» **Seitentext**:
####################

Er nennt es die "Zeuge-Übung".
Die Zeuge-Übung fasst einiges von dem zusammen, was die grössten Mystiker der Welt taten, um über Körper und persönlichen Geist hinauszugelangen und den Zeugen zu finden. "Meine Fassung hatte ich nach Roberto Assagioli, dem Begründer der Psychosynthesis, formuliert, aber im Grunde handelt es sich um die Standardtechnik der Selbsterforschung - die Urfrage "Wer bin ich?" -, die wohl vor allem durch Shri Ramana Maharshi bekannt geworden ist."
"Vergegenwärtige Dir jeden Satz so klar, wie Du kannst:
Ich habe eine Körper, aber ich bin nicht mein Körper.
Ich kann meinen Körper sehen und fühlen, und was gesehen und gefühlt werden kann, ist nicht der wahre Suchende. Mein Körper kann müde oder erregt, krank oder gesund, schwer oder leicht, angstvoll oder ruhig sein, aber das hat nichts mit meinem inneren Ich, dem Zeugen, zu tun. Ich habe einen Körper, aber ich bin nicht mein Körper.
Ich habe Wünsche, aber ich bin nicht meine Wünsche.

####################

» **Deine Aufgaben**:
1. Laut Seitentext: Nach wessen Vorbild wurde die eigene Fassung der Zeuge-Übung formuliert?
2. Welche Gegensatzpaare nennt der Seitentext als mögliche Zustände des Körpers? Zähl alle auf.
3. Schreib einen Teil vom Seitentext ab. Fang bei den Worten „Ich kann meinen“ an und hör nach „nicht meine Wünsche.“ auf.

####################

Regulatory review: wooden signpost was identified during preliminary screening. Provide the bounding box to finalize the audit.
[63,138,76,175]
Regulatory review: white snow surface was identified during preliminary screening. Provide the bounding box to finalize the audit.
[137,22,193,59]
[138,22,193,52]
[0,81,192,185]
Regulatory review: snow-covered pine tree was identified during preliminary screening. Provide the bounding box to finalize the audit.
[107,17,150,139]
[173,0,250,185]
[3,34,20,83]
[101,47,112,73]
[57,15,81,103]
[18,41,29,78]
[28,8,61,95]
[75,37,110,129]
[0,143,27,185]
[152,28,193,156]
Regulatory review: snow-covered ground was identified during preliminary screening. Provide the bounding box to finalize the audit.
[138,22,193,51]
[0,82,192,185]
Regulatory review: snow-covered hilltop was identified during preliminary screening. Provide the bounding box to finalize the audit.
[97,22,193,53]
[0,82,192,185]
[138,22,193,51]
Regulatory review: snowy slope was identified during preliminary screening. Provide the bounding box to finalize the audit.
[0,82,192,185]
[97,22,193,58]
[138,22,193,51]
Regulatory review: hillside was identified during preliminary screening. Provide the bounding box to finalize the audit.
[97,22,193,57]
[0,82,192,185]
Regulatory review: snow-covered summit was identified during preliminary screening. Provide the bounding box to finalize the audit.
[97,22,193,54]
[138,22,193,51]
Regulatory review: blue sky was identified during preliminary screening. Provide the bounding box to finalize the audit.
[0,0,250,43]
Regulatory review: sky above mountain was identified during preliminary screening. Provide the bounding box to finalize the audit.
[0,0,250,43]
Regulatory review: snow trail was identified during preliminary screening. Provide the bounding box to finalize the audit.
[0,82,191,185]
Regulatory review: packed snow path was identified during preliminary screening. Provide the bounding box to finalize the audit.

####################

» **Lösungen je Aufgabe**:
1. Nach Roberto Assagioli, dem Begründer der Psychosynthesis.

2. müde oder erregt, krank oder gesund, schwer oder leicht, angstvoll oder ruhig

3.
Ich kann meinen Körper sehen und fühlen, und was gesehen und gefühlt werden kann, ist nicht der wahre Suchende. Mein Körper kann müde oder erregt, krank oder gesund, schwer oder leicht, angstvoll oder ruhig sein, aber das hat nichts mit meinem inneren Ich, dem Zeugen, zu tun. Ich habe einen Körper, aber ich bin nicht mein Körper.
Ich habe Wünsche, aber ich bin nicht meine Wünsche.